[START OF Document text]

Social Legislation: 1901-1914
The Harvester Judgement
Since 1904, wages were supposed to be `fair and reasonable' but there was no clear definition of what this meant. In 1907, the Conciliation and Arbitration Court made an important decision in the case Ex parte H. V. McKay (1907), better known as the Harvester Case. (The name derived from the fact that the company that featured in the court case, H. V. McKay, was a manufacturer of agricultural machinery, including the Sunshine Harvester.)
The court president, Justice Higgins, established the idea of a living or basic wage. He ruled that a `fair and reasonable wage' for an unskilled man was the equivalent of roughly $4.20 a week. He based this on `the normal needs of the average employee, regarded as a human being living in a civilised community'. This basic wage was the minimum amount any male worker could expect to be paid to support a wife and three children. (The `basic wage' varied from state to state, as Justice Higgins's decision applied only to Commonwealth workers.) Justice Higgins believed that the needs of the worker were more important than the boss's ability to pay and this strengthened the opinion that Australia was a `working man's paradise'.

[END OF Document text]
[START OF Entries shown]

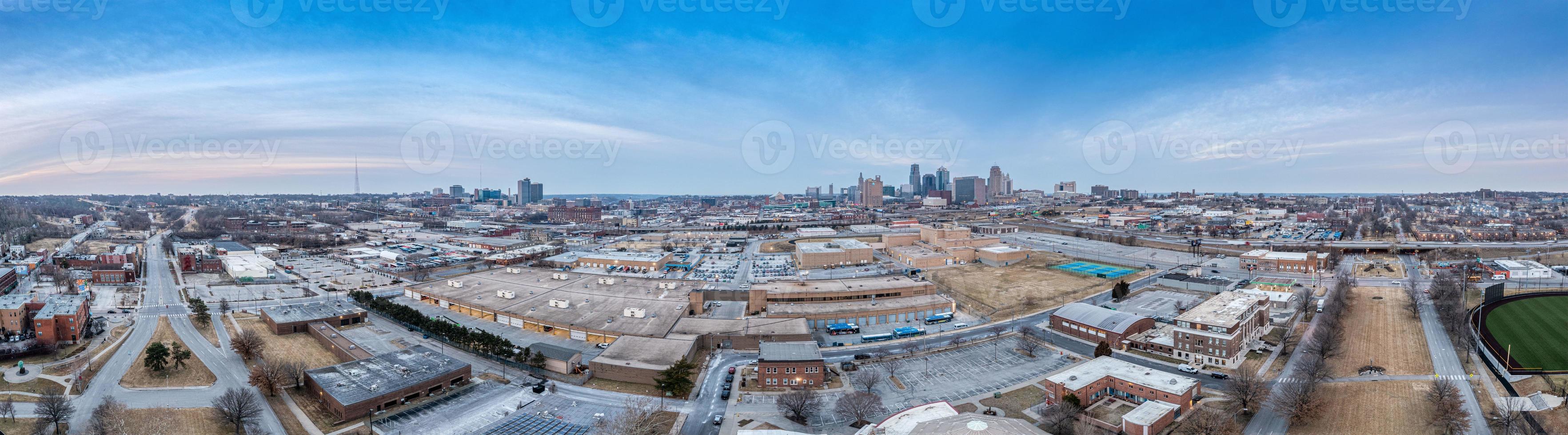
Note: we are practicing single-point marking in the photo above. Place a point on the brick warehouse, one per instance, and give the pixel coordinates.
(299, 318)
(358, 389)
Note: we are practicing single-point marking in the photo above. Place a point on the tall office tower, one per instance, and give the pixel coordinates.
(970, 190)
(529, 191)
(871, 191)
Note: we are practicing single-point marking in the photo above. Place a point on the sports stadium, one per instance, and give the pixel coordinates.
(1526, 332)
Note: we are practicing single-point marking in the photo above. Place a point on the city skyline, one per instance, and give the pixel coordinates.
(1307, 107)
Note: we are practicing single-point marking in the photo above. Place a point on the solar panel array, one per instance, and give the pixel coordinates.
(532, 425)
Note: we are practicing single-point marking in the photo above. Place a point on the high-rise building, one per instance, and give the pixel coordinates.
(871, 191)
(529, 191)
(970, 190)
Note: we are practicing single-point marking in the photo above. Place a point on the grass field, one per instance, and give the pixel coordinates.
(1384, 334)
(1371, 407)
(1536, 329)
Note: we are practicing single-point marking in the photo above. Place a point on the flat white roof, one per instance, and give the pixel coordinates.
(1090, 372)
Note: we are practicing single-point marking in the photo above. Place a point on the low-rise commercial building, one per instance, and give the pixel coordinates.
(363, 387)
(1156, 398)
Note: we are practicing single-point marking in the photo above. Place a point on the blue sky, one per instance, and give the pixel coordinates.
(1216, 96)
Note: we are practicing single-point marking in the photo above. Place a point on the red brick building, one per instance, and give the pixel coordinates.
(791, 364)
(1156, 398)
(62, 318)
(1098, 324)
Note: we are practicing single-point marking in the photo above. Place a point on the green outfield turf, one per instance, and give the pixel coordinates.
(1537, 328)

[END OF Entries shown]

**Direction:** What kind of products did the company H. V. McKay manufacture, according to the Harvester Judgement passage? The rows have no connection to the Harvester Judgement passage.

**Final answer:** Agricultural machinery, including the Sunshine Harvester.